## Entries from a dataset
• • • • •
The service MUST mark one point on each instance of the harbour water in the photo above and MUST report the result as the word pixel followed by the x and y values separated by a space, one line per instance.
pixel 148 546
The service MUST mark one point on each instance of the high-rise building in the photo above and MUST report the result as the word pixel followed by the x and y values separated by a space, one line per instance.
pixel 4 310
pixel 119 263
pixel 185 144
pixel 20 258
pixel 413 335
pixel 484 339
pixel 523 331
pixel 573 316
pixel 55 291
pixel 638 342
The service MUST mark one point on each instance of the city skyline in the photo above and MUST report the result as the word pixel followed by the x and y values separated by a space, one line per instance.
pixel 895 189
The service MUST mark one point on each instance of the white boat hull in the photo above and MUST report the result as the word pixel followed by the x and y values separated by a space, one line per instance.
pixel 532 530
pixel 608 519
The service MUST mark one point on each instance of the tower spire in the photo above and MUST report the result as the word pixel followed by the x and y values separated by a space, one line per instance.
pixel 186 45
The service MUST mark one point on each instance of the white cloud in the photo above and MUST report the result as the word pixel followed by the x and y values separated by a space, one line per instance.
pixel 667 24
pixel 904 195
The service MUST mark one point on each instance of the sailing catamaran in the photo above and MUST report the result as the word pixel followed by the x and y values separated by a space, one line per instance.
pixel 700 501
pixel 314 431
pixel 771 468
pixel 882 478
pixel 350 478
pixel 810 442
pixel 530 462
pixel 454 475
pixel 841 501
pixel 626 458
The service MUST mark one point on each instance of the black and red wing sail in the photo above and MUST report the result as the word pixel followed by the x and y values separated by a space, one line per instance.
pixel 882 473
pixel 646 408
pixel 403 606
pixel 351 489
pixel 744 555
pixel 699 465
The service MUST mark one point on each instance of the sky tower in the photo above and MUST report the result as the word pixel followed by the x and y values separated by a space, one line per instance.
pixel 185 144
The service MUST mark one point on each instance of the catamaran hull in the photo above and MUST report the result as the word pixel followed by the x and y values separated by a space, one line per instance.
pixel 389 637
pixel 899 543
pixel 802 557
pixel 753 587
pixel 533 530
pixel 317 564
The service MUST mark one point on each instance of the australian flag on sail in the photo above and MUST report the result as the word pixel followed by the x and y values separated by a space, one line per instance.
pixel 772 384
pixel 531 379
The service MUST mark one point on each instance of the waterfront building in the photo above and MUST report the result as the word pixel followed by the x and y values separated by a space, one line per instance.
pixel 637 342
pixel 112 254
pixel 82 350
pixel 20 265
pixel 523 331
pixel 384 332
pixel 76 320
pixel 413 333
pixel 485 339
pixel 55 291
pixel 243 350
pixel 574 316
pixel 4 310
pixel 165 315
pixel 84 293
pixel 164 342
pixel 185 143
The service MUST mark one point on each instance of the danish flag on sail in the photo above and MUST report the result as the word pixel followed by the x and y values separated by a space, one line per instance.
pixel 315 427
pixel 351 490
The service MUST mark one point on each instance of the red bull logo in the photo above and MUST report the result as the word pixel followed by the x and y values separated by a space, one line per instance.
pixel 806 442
• • • • •
## Aim
Retype all of the material above word for word, keeping every line in its original order.

## Solved problem
The service MUST mark one point on each instance of the harbour water in the photo above and MUST report the result as the word pixel followed by the x and y values separated by a space, one line per instance.
pixel 148 546
The service MUST mark one point on each instance of the high-rise building in the photo above and MUST report the result as the word pixel followed by the x and y values separated by a space, one line per instance.
pixel 4 310
pixel 119 263
pixel 185 144
pixel 20 258
pixel 413 335
pixel 484 339
pixel 523 331
pixel 573 316
pixel 55 291
pixel 638 342
The service MUST mark one point on each instance of the city skyline in the photo above and MUST report the result as the word pixel followed by the x and y values separated by a space, one line per instance.
pixel 895 189
The service MUST mark one point on each instance of the white boat hull in the photo above and MUST report the result as the word pixel followed by the x and y values separated by a space, one line per instance.
pixel 532 530
pixel 608 519
The service MUST mark one point on each instance of the tower spire in the photo above and MUST report the result as the word pixel followed by the x and y values separated by a space, one line per instance.
pixel 186 45
The service MUST mark one point on each instance of the white cloud in the photo above and MUST report the result as the word pixel followed by the x and y values separated by a space, one line per instance.
pixel 667 24
pixel 904 195
The service MUST mark one point on each instance of the sailing catamaran in the photo above and MUST report the result as the word pixel followed by the x and y values separated by a space, one line per instance.
pixel 700 501
pixel 314 431
pixel 771 468
pixel 882 478
pixel 350 478
pixel 810 442
pixel 530 462
pixel 454 475
pixel 841 501
pixel 626 458
The service MUST mark one point on each instance of the black and red wing sail in the photo above and MUST report the result as the word pixel followed by the x and y values separated by a space, one line per instance.
pixel 882 473
pixel 646 408
pixel 403 606
pixel 351 489
pixel 744 555
pixel 699 465
The service MUST mark one point on each instance of the sky tower in the photo above and MUST report the result as the word pixel followed by the x and y values separated by a space, one line per instance.
pixel 185 144
The service MUST mark one point on each instance of the catamaran hull in the photo above and MUST report the result as the word pixel followed by the x and y values separated by a space, one line per instance.
pixel 389 637
pixel 899 543
pixel 802 557
pixel 753 587
pixel 533 530
pixel 317 564
The service MUST mark one point on each instance of the australian flag on sail in the photo above and MUST report the result as the word pixel followed by the x and y values separated by a space, one line per instance.
pixel 772 384
pixel 531 379
The service MUST mark one point on each instance of the waterfront building in the photo above and MUST report the result as the word pixel followed by the x and y values separated by a space, one line per instance.
pixel 637 342
pixel 112 254
pixel 82 350
pixel 20 265
pixel 523 331
pixel 384 332
pixel 76 320
pixel 413 333
pixel 485 339
pixel 55 291
pixel 243 350
pixel 574 316
pixel 4 310
pixel 165 315
pixel 84 293
pixel 164 342
pixel 185 143
The service MUST mark one point on each instance of the danish flag on sail in the photo above and MUST report the result as the word pixel followed by the x and y values separated by a space, one line per instance.
pixel 315 427
pixel 351 490
The service MUST mark one point on each instance of the red bull logo in the photo above and MUST report the result as the word pixel followed by the x and y values separated by a space, one line per instance.
pixel 806 442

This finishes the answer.